*Request 1*
Find every line in the records that contains the string "target" and copy each of those lines out.

*Excerpt provided*
----

Ed Miliband’s announcement yesterday of the intention of a Labour government to set a statutory minimum wage target linked to average earnings was not a surprise – as he and his party have been particularly consistent on their intention to combat in-work poverty, and this policy is coherent with that. What was also not a surprise was the warning from business groups that the policy would drive up costs and affect international competitiveness. The right-wing newspapers worried that it would cause unemployment.  In among the conflicting messages from all sides of the ideological question is one cold stark fact – there are five million people in this country who work – but cannot make ends meet. This country spends more money on benefits to people IN work than out of it. What type of country do we want to live in? 

The economics of raising the minimum wage seem simple, but evidence suggests that the consequences of it are not simple at all. For instance, basic economics would suggest that if a wage is set above the equilibrium wage (where demand for workers meets supply for an industry), then the supply of that labour will be greater than the demand, as more workers will be prepared to work for that wage than the jobs available from firms at that wage. Therefore, a minimum wage will cause an ‘excess supply’ of workers – otherwise known as ‘unemployment’. This was what drove the Conservative Party to oppose the minimum wage for many years – commonly regarded by those that run the party now as a colossal mistake.

That’s because there are some serious flaws in that argument – and Ed Miliband’s announcement spots both of them quite well. The CBI (Confederation of British Industry) pointed out that they think that the Low Pay Commission (who independently research and then set the minimum wage) is “doing very well” – which may mean that it is “doing very well” in serving the interests of the business community. Whatever, Miliband said that he wants to set out a new framework for the Low Pay Commission with a five-year target and a strengthened role in tackling poverty and raising productivity. This is the point – if the Low Pay Commission are setting a minimum wage which keeps many workers in poverty, is it actually doing it’s job. But also – shouldn’t the influence of higher minimum pay on a worker’s productivity be taken into account? 

Back to basic economics – a worker’s contribution to the firm they are working for can be split into two – one aspect is the actual productivity that they add when they work – how many units of a product they make or how much of a product they sell, and the other aspect is the price that those units they make or sell actually sell for. A firm looking to hire a worker will only hire them if the wage they would have to pay them at least equals but (if they want to make a profit) is lower than the worker’s productivity multiplied by the value of what they produce or sell. (This is their marginal revenue productivity if you are an A-level economics student and want to know)

----

*Source data*
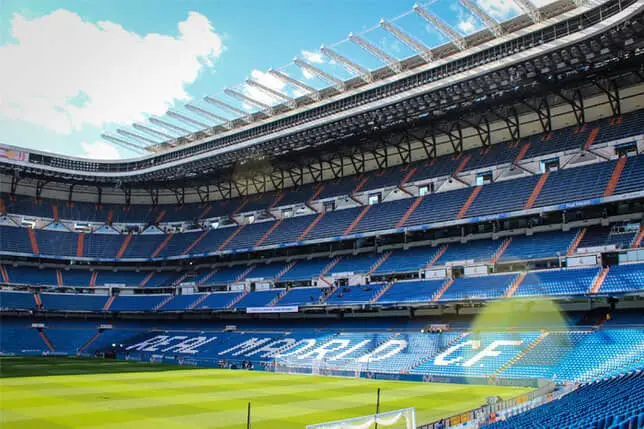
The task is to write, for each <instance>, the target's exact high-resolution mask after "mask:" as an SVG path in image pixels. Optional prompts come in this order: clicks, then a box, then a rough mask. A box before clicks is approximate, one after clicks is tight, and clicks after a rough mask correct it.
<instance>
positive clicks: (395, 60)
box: [349, 33, 402, 73]
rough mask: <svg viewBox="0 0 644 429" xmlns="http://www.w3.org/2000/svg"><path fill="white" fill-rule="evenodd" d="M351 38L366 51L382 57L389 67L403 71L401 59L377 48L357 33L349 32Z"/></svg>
mask: <svg viewBox="0 0 644 429" xmlns="http://www.w3.org/2000/svg"><path fill="white" fill-rule="evenodd" d="M349 40H351V41H352V42H353V43H355V44H356V45H358V46H360V47H361V48H362V49H364V50H365V51H367V52H369V53H370V54H371V55H374V56H376V57H378V58H380V60H381V61H383V62H384V63H385V64H386V65H387V67H389V69H390V70H391V71H393V72H394V73H400V72H401V71H402V65H400V61H398V60H397V59H396V58H394V57H392V56H391V55H389V54H388V53H386V52H385V51H383V50H382V49H380V48H377V47H375V46H374V45H372V44H371V43H369V42H367V40H365V39H363V38H362V37H360V36H358V35H357V34H353V33H349Z"/></svg>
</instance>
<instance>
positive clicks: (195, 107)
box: [185, 104, 232, 129]
mask: <svg viewBox="0 0 644 429" xmlns="http://www.w3.org/2000/svg"><path fill="white" fill-rule="evenodd" d="M185 108H186V109H188V110H190V111H191V112H194V113H196V114H198V115H201V116H203V117H205V118H210V119H215V120H217V121H221V122H223V125H224V127H226V128H228V129H230V128H232V124H231V121H230V120H229V119H228V118H224V117H223V116H219V115H215V114H214V113H212V112H209V111H208V110H206V109H202V108H201V107H197V106H194V105H192V104H186V105H185Z"/></svg>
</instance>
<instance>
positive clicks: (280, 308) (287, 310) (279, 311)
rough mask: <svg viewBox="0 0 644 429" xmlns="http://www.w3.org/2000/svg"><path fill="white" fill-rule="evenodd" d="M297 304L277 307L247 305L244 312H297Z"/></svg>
mask: <svg viewBox="0 0 644 429" xmlns="http://www.w3.org/2000/svg"><path fill="white" fill-rule="evenodd" d="M298 311H299V307H298V306H297V305H284V306H279V307H248V308H247V309H246V313H297V312H298Z"/></svg>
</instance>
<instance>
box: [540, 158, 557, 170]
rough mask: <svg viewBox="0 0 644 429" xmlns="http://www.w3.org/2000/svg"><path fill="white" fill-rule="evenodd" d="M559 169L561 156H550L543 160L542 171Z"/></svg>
mask: <svg viewBox="0 0 644 429" xmlns="http://www.w3.org/2000/svg"><path fill="white" fill-rule="evenodd" d="M557 170H559V158H550V159H544V160H543V161H541V172H542V173H546V172H548V171H557Z"/></svg>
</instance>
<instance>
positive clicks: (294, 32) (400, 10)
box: [0, 0, 548, 158]
mask: <svg viewBox="0 0 644 429" xmlns="http://www.w3.org/2000/svg"><path fill="white" fill-rule="evenodd" d="M544 1H548V0H540V2H541V3H543V2H544ZM477 3H478V4H479V5H480V6H481V7H482V8H484V9H485V10H487V11H488V12H489V13H490V14H491V15H493V16H494V17H495V18H496V19H499V20H503V19H506V18H508V17H511V16H514V15H516V14H518V13H520V11H519V9H518V8H517V6H516V5H515V4H514V3H513V2H512V1H511V0H477ZM412 6H413V2H412V1H391V0H342V1H340V0H331V1H324V2H321V1H310V0H306V1H304V0H299V1H298V0H272V1H254V0H249V1H246V2H243V3H242V2H239V1H238V0H237V1H236V0H218V1H193V0H182V1H158V2H151V1H147V0H110V1H103V2H98V1H92V0H69V1H65V0H57V1H55V2H53V1H50V0H33V1H30V2H25V1H20V0H2V1H0V64H2V66H0V130H2V132H1V133H0V143H6V144H12V145H18V146H24V147H29V148H33V149H41V150H48V151H53V152H60V153H65V154H68V155H75V156H85V157H90V158H110V157H130V156H134V155H136V154H135V153H133V152H130V151H128V150H126V149H123V148H119V147H116V146H114V145H111V144H109V143H106V142H105V141H102V140H101V138H100V134H101V133H102V132H103V131H104V130H107V131H110V132H112V133H113V132H114V131H115V130H116V128H119V127H125V128H128V127H129V125H130V124H131V123H132V122H139V123H145V121H146V118H148V116H150V115H152V116H157V117H162V116H163V114H164V113H165V111H166V110H168V109H169V108H173V107H174V108H177V109H178V110H180V111H183V112H185V111H184V110H182V105H183V104H185V103H188V102H194V103H196V104H197V105H200V106H204V104H203V101H201V99H202V98H203V97H204V96H205V95H221V92H222V90H223V89H224V88H235V89H238V90H239V91H240V92H243V93H246V94H247V95H253V94H255V93H253V92H252V89H248V88H247V87H240V86H238V85H239V84H240V83H242V82H243V81H244V80H245V79H246V78H248V77H249V76H253V77H254V78H256V80H259V81H261V82H263V83H264V84H266V85H267V86H270V87H274V88H275V89H278V90H280V91H284V92H285V93H287V94H289V95H298V92H297V90H296V89H295V88H292V87H289V88H287V87H285V86H283V84H282V83H280V82H276V81H275V80H274V79H273V80H271V79H270V77H269V76H267V75H265V74H264V73H263V72H264V71H266V70H267V69H269V68H280V67H282V66H283V65H285V64H288V63H290V62H291V60H292V59H293V58H294V57H295V56H298V57H300V58H305V59H307V60H308V61H310V62H312V63H314V64H316V65H318V66H319V67H320V68H323V69H324V70H325V71H328V72H331V73H334V74H336V75H337V76H339V77H342V78H347V77H350V76H351V75H352V73H351V72H350V71H347V70H346V69H344V68H342V67H341V66H340V65H338V64H335V63H334V62H333V61H330V60H329V59H328V58H326V57H324V56H321V55H320V54H319V52H318V50H319V48H320V45H322V44H324V45H326V46H332V47H333V48H334V49H335V50H336V51H337V52H339V53H341V54H344V55H346V56H351V57H352V58H354V59H356V60H357V61H358V62H360V63H361V64H362V65H364V66H365V67H367V68H375V67H380V66H382V65H383V64H382V63H381V62H380V60H378V59H377V58H375V57H373V56H370V55H369V54H367V53H366V52H364V51H363V50H361V49H360V48H359V47H357V46H356V45H354V44H352V43H350V42H347V41H346V40H345V39H346V38H347V34H348V33H349V32H354V33H362V32H364V31H365V30H368V29H371V28H374V27H376V26H377V23H378V21H379V20H380V19H381V18H387V19H391V18H394V17H397V16H400V15H401V14H405V13H407V12H409V11H410V10H411V8H412ZM427 8H428V9H430V10H431V11H432V12H434V13H436V14H437V15H439V16H441V17H443V19H444V20H445V21H447V22H449V23H450V24H451V25H453V26H455V27H456V28H458V30H459V31H460V32H461V33H462V34H469V33H471V32H473V31H476V30H477V29H480V28H481V26H482V24H481V22H480V21H479V20H478V19H476V18H475V17H474V16H472V15H471V14H470V13H469V12H467V11H466V10H465V9H464V8H462V7H461V6H460V5H459V4H458V3H457V2H456V1H455V0H436V1H433V2H432V3H431V4H429V5H427ZM395 23H396V24H398V25H399V26H401V27H403V28H405V29H406V30H407V31H408V32H410V33H413V34H414V35H415V36H416V37H418V38H419V39H420V40H422V41H423V42H424V43H426V44H427V45H429V46H435V45H438V44H440V43H444V42H445V41H446V40H445V38H444V36H443V35H441V34H440V33H439V32H438V31H436V30H435V29H432V28H430V27H429V26H428V25H427V24H426V23H425V22H424V21H422V20H421V19H420V18H419V17H418V16H416V15H414V14H409V15H406V16H403V17H402V18H400V19H399V20H397V21H395ZM364 37H365V38H366V39H367V40H369V41H370V42H371V43H373V44H374V45H377V46H379V47H380V48H382V49H383V50H386V51H387V52H388V53H390V54H391V55H393V56H396V57H397V58H399V59H401V58H404V57H407V56H409V55H411V54H412V53H413V52H412V51H410V49H409V48H408V47H407V46H405V45H404V44H402V43H400V42H399V41H397V40H396V39H395V38H393V37H392V36H391V35H389V34H387V33H386V32H385V31H384V30H382V29H375V30H372V31H369V32H367V33H366V34H364ZM343 40H345V41H344V42H342V43H339V44H337V45H336V42H338V41H343ZM281 70H283V71H284V72H285V73H287V74H289V75H290V76H293V77H296V78H298V79H303V80H306V81H307V84H309V85H310V86H314V87H322V86H324V85H325V83H324V82H322V81H321V80H320V79H319V78H315V77H313V76H311V75H309V74H307V73H305V72H304V73H303V72H302V70H300V69H298V68H296V67H295V66H294V65H291V66H288V67H286V68H284V69H281ZM247 91H250V92H247ZM255 95H257V94H255ZM264 96H265V94H264ZM222 97H223V96H222ZM262 100H264V101H266V102H267V103H268V104H273V102H272V101H271V100H265V99H262ZM233 104H234V103H233ZM237 105H238V106H239V107H241V108H242V109H246V110H248V109H251V110H252V109H253V107H252V106H248V105H243V104H242V105H240V104H237ZM204 107H205V106H204ZM210 107H212V106H210ZM211 110H213V112H214V111H215V110H214V109H211ZM216 113H220V112H216ZM229 116H230V115H229ZM197 118H198V117H197ZM198 119H199V121H201V122H208V121H207V120H205V119H203V118H198ZM212 124H213V122H212V121H211V122H210V123H209V125H212ZM181 127H183V128H187V129H191V128H190V127H189V126H186V125H181ZM128 129H130V130H132V129H131V128H128ZM164 132H165V131H164ZM170 134H171V133H170Z"/></svg>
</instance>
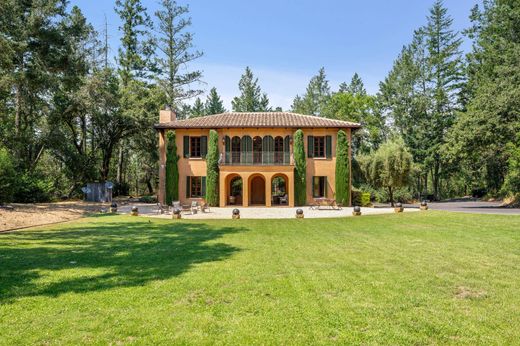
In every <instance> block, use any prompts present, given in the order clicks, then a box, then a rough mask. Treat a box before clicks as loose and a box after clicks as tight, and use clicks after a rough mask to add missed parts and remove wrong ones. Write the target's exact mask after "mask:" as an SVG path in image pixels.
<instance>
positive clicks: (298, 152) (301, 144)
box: [294, 129, 307, 205]
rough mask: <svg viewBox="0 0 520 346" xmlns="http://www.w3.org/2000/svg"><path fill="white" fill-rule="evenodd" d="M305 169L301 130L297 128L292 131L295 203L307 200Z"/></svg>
mask: <svg viewBox="0 0 520 346" xmlns="http://www.w3.org/2000/svg"><path fill="white" fill-rule="evenodd" d="M306 170H307V161H306V159H305V149H304V144H303V131H302V130H301V129H299V130H297V131H296V132H295V133H294V198H295V202H296V205H305V202H306V201H307V190H306V185H307V184H306V179H305V176H306Z"/></svg>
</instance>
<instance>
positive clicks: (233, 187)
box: [226, 174, 244, 205]
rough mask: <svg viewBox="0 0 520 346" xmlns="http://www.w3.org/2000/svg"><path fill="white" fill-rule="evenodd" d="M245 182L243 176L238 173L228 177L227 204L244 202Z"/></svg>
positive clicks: (241, 204) (240, 203) (227, 177)
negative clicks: (243, 201) (243, 185)
mask: <svg viewBox="0 0 520 346" xmlns="http://www.w3.org/2000/svg"><path fill="white" fill-rule="evenodd" d="M243 196H244V193H243V182H242V177H241V176H240V175H238V174H234V175H231V176H229V177H227V182H226V204H227V205H242V202H243V200H242V199H243Z"/></svg>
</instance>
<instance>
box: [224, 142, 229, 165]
mask: <svg viewBox="0 0 520 346" xmlns="http://www.w3.org/2000/svg"><path fill="white" fill-rule="evenodd" d="M224 153H225V162H226V163H230V162H231V138H229V136H225V137H224Z"/></svg>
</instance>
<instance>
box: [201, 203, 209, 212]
mask: <svg viewBox="0 0 520 346" xmlns="http://www.w3.org/2000/svg"><path fill="white" fill-rule="evenodd" d="M200 211H202V212H203V213H209V212H210V210H209V204H208V203H207V202H206V201H202V203H201V204H200Z"/></svg>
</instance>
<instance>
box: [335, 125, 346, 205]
mask: <svg viewBox="0 0 520 346" xmlns="http://www.w3.org/2000/svg"><path fill="white" fill-rule="evenodd" d="M349 162H350V160H349V143H348V137H347V134H346V133H345V131H343V130H339V131H338V137H337V143H336V179H335V181H336V201H337V202H338V203H341V204H343V205H345V206H347V205H350V163H349Z"/></svg>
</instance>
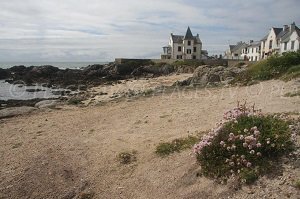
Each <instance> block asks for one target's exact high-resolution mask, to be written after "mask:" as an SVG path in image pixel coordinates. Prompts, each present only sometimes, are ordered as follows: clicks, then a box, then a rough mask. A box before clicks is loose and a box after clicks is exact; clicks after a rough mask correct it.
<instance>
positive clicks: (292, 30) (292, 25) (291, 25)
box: [291, 22, 296, 31]
mask: <svg viewBox="0 0 300 199" xmlns="http://www.w3.org/2000/svg"><path fill="white" fill-rule="evenodd" d="M295 26H296V24H295V22H293V23H292V24H291V31H293V30H295Z"/></svg>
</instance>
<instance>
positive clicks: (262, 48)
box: [260, 23, 299, 59]
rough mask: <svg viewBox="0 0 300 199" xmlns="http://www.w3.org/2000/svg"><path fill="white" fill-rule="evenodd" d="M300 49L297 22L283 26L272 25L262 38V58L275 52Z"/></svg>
mask: <svg viewBox="0 0 300 199" xmlns="http://www.w3.org/2000/svg"><path fill="white" fill-rule="evenodd" d="M298 49H299V28H298V27H297V26H296V24H295V23H292V24H291V25H290V26H288V25H284V26H283V28H274V27H272V28H271V29H270V31H269V33H268V35H266V36H265V37H264V38H263V39H262V40H261V55H260V56H261V58H262V59H266V58H268V57H269V56H271V55H274V54H282V53H283V52H287V51H297V50H298Z"/></svg>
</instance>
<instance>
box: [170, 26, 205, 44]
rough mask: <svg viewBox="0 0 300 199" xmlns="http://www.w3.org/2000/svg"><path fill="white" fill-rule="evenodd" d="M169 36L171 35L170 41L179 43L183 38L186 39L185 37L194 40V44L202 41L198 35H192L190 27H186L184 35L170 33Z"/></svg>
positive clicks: (185, 37)
mask: <svg viewBox="0 0 300 199" xmlns="http://www.w3.org/2000/svg"><path fill="white" fill-rule="evenodd" d="M171 37H172V41H173V42H174V43H180V44H182V43H183V40H186V39H188V40H194V42H195V43H196V44H201V43H202V42H201V40H200V38H199V36H198V35H197V36H193V34H192V31H191V29H190V27H188V29H187V31H186V34H185V36H183V35H173V34H171Z"/></svg>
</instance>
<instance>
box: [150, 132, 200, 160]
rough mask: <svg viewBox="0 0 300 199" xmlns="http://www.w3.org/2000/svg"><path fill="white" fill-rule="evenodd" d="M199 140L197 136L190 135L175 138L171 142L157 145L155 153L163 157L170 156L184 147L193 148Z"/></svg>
mask: <svg viewBox="0 0 300 199" xmlns="http://www.w3.org/2000/svg"><path fill="white" fill-rule="evenodd" d="M198 141H199V138H198V137H196V136H188V137H186V138H180V139H175V140H173V141H171V142H164V143H160V144H159V145H158V146H157V147H156V151H155V153H156V154H158V155H159V156H161V157H164V156H168V155H170V154H172V153H175V152H180V151H182V150H184V149H188V148H191V147H192V146H193V145H194V144H196V143H197V142H198Z"/></svg>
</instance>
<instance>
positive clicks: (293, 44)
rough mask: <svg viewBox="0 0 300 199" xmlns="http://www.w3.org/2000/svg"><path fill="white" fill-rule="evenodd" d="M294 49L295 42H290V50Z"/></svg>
mask: <svg viewBox="0 0 300 199" xmlns="http://www.w3.org/2000/svg"><path fill="white" fill-rule="evenodd" d="M294 47H295V41H292V42H291V49H292V50H294Z"/></svg>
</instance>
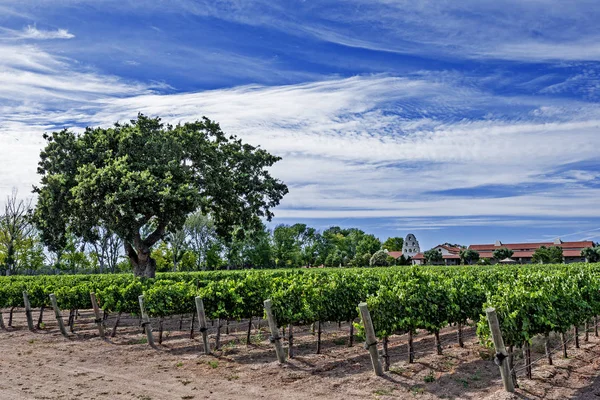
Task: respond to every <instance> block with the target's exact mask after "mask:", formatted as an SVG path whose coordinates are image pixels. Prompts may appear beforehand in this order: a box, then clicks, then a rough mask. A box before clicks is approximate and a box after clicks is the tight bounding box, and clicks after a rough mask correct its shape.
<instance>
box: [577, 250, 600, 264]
mask: <svg viewBox="0 0 600 400" xmlns="http://www.w3.org/2000/svg"><path fill="white" fill-rule="evenodd" d="M581 257H585V260H586V261H587V262H589V263H593V262H598V261H600V246H596V247H586V248H585V249H583V250H581Z"/></svg>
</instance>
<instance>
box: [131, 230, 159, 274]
mask: <svg viewBox="0 0 600 400" xmlns="http://www.w3.org/2000/svg"><path fill="white" fill-rule="evenodd" d="M135 236H136V237H135V238H134V241H133V242H134V243H133V244H132V243H130V242H128V241H125V243H124V246H125V254H127V256H128V257H129V261H130V262H131V265H132V266H133V274H134V275H135V276H136V277H139V278H154V277H155V276H156V260H154V259H153V258H152V257H151V256H150V253H151V247H152V245H153V244H154V243H156V242H157V241H158V240H160V239H161V237H162V235H161V234H160V233H159V232H158V230H157V231H155V232H154V233H152V234H151V235H150V236H152V238H150V237H148V238H147V239H146V240H142V239H141V238H140V236H139V233H138V234H135ZM149 239H150V240H149ZM134 247H135V248H134Z"/></svg>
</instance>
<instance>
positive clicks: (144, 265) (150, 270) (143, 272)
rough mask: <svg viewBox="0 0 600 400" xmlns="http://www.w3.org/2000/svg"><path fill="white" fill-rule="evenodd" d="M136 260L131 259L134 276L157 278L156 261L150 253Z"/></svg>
mask: <svg viewBox="0 0 600 400" xmlns="http://www.w3.org/2000/svg"><path fill="white" fill-rule="evenodd" d="M139 254H140V253H138V257H136V259H133V258H131V257H129V261H131V265H133V275H135V276H136V277H138V278H154V277H155V276H156V261H155V260H154V259H153V258H152V257H150V252H149V251H148V254H147V255H146V256H145V257H142V256H140V255H139Z"/></svg>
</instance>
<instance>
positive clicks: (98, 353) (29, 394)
mask: <svg viewBox="0 0 600 400" xmlns="http://www.w3.org/2000/svg"><path fill="white" fill-rule="evenodd" d="M3 311H4V321H5V323H7V321H8V314H7V311H8V310H3ZM23 314H24V313H23V312H22V310H15V316H14V320H13V324H12V325H13V327H12V328H8V330H7V331H0V377H1V379H0V399H2V400H4V399H7V400H8V399H14V400H21V399H138V400H163V399H178V400H179V399H181V400H184V399H244V400H248V399H277V400H282V399H316V398H321V399H344V400H347V399H382V400H383V399H392V398H400V399H412V398H416V399H488V400H512V399H599V398H600V377H599V376H600V369H599V367H600V357H599V355H600V338H598V337H596V336H594V334H593V332H592V333H591V335H590V337H589V341H587V342H586V341H584V335H583V334H581V339H580V340H581V348H580V349H575V348H574V344H573V340H572V338H571V342H570V343H569V358H568V359H563V358H562V354H561V351H560V348H558V349H557V350H556V352H555V353H554V365H553V366H550V365H548V362H547V361H546V359H545V358H543V343H541V341H540V342H539V343H538V342H534V344H533V346H532V350H533V351H532V353H533V354H532V358H533V360H538V359H540V358H541V359H540V360H539V361H538V362H537V363H536V364H535V365H534V366H533V379H532V380H529V379H526V378H525V376H524V374H525V371H524V370H522V366H523V360H522V359H520V358H518V359H517V362H516V365H515V369H516V370H517V371H518V376H519V385H520V388H519V389H517V392H516V394H514V395H509V394H508V393H505V392H504V391H503V390H501V389H502V384H501V381H500V375H499V370H498V367H497V366H496V365H495V364H494V363H493V362H492V361H491V360H490V352H489V351H487V350H486V349H484V348H482V347H481V346H479V345H478V343H477V338H476V337H475V332H474V328H466V329H465V333H464V335H465V347H464V348H460V347H458V346H457V345H456V332H455V331H454V329H453V328H448V329H446V330H444V331H443V332H442V335H441V340H442V344H443V353H444V354H443V355H442V356H438V355H436V352H435V345H434V341H433V336H432V335H428V334H427V333H426V332H421V333H419V334H418V335H417V336H416V338H415V350H416V352H417V354H416V360H415V363H413V364H408V363H407V362H406V358H407V356H406V353H407V349H406V337H405V336H394V337H392V338H391V339H390V357H391V368H390V371H389V372H387V373H386V376H385V377H381V378H378V377H376V376H375V375H374V374H373V371H372V368H371V364H370V359H369V356H368V352H367V351H366V350H365V349H364V347H363V346H362V343H359V341H358V338H357V339H356V342H355V344H354V346H353V347H348V330H349V325H348V324H346V323H344V324H342V325H341V327H339V326H338V324H336V323H335V324H334V323H332V324H324V325H325V327H324V332H323V335H322V354H315V350H316V335H313V334H312V331H311V327H309V326H307V327H301V328H295V331H294V348H295V350H296V355H297V356H296V358H295V359H293V360H290V361H289V363H287V364H286V365H284V366H280V365H278V364H277V362H276V361H275V352H274V350H273V346H272V344H270V343H269V341H268V333H267V329H266V326H265V322H264V321H261V323H260V326H257V325H256V323H255V324H254V325H253V329H252V337H251V339H252V344H251V345H250V346H246V345H245V341H246V329H247V326H248V323H247V321H242V322H240V323H231V324H230V325H229V331H230V333H229V334H226V333H225V331H226V327H223V329H222V335H221V342H222V349H221V350H218V351H215V352H214V355H211V356H206V355H203V354H202V341H201V340H200V339H201V338H200V335H199V334H198V333H197V331H196V335H195V336H196V337H195V338H194V339H190V334H189V326H190V318H189V317H186V318H185V319H184V320H183V321H180V319H179V318H172V319H168V320H166V321H165V322H164V329H165V331H164V335H163V342H162V345H159V346H158V349H157V350H155V349H152V348H150V347H149V346H148V345H147V344H146V343H145V335H144V334H143V333H142V331H141V330H140V328H139V326H138V320H137V319H136V318H131V317H127V318H123V319H122V325H121V327H120V328H119V330H118V332H117V336H116V337H115V338H112V339H107V340H101V339H100V338H99V337H98V331H97V329H96V328H95V325H94V323H93V317H92V314H91V313H90V312H89V311H84V312H81V316H80V317H79V318H78V319H77V320H76V323H75V333H73V334H70V337H69V338H68V339H67V338H64V337H62V336H61V335H60V333H59V331H58V329H57V325H56V320H54V316H53V314H52V313H50V312H48V311H46V313H45V316H44V322H45V325H44V326H42V329H39V330H37V331H36V332H29V331H28V330H27V329H26V326H27V324H26V323H25V317H24V315H23ZM37 315H38V311H35V312H34V318H36V319H37ZM255 322H257V321H255ZM113 323H114V316H111V317H110V318H108V319H107V320H106V324H107V326H108V327H109V328H110V327H112V324H113ZM181 323H183V324H182V327H181V329H180V328H179V326H180V324H181ZM153 327H154V330H155V338H156V340H157V338H158V333H157V332H156V331H157V328H158V321H153ZM215 329H216V327H211V329H210V330H209V333H210V335H211V343H212V344H213V345H214V336H215ZM196 330H197V327H196ZM286 334H287V332H286ZM284 345H285V346H286V347H287V341H285V342H284ZM552 345H553V347H557V346H558V347H559V343H558V342H557V339H556V338H555V339H554V342H553V343H552Z"/></svg>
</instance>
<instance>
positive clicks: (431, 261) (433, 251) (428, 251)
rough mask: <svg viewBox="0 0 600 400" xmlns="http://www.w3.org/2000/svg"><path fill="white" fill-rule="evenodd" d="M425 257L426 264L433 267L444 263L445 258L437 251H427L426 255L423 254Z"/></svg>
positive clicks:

----

*Request 2*
Rewrite the paragraph of the minimum wage excerpt that begins "The economics of raising the minimum wage" more briefly, keeping its main facts.

*Written reply 1*
The task is to write, for each <instance>, the target's exact high-resolution mask after "mask:" as an SVG path in image pixels. Optional prompts come in this order: clicks, then a box, then a rough mask. A box before clicks is approximate, one after clicks is tight, and clicks after a rough mask correct it.
In every <instance> block, use any prompts present, given in the order clicks, then a box, then a rough mask. Treat a box before clicks as loose and a box after clicks as tight, and use clicks after a rough mask to add missed parts and remove wrong ones. Write the target's exact mask after "mask:" as an SVG path in image pixels.
Each <instance> block asks for one target's exact high-resolution mask, to be written after "mask:" as an SVG path in image pixel coordinates. Prompts, each present only sometimes, are ordered as follows: clicks, then a box, then a rough mask. A box before clicks is loose and a box after clicks is exact; clicks after a rough mask correct it.
Task: respond to every <instance> block with the target's exact mask after "mask:", formatted as an SVG path whose coordinates are image pixels. Prompts may appear beforehand in this order: a box, then clicks, then a rough mask. A box before clicks is approximate and a box after clicks is the tight bounding box, and clicks after a rough mask correct its shape.

*Written reply 2*
Raising the minimum wage looks simple in economic terms, but evidence suggests its consequences are not simple at all. Basic economics says that a wage set above the equilibrium wage, where demand for workers meets supply, leaves more workers willing to work at that wage than firms have jobs for. A minimum wage would therefore create an "excess supply" of workers, otherwise known as unemployment. This reasoning led the Conservative Party to oppose the minimum wage for many years, a stance the party's current leaders commonly regard as a colossal mistake.